** STORED DATA follows **
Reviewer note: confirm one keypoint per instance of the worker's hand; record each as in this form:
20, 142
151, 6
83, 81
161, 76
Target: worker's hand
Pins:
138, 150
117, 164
** End of STORED DATA **
> HOW TO COMPLETE THIS TASK: Reproduce all the records, exactly and in full.

> ANSWER TO THIS PROBLEM:
Reviewer note: confirm one keypoint per instance of the worker's hand; record each as in this form:
20, 142
151, 6
83, 81
161, 76
Target: worker's hand
Pins:
138, 150
117, 164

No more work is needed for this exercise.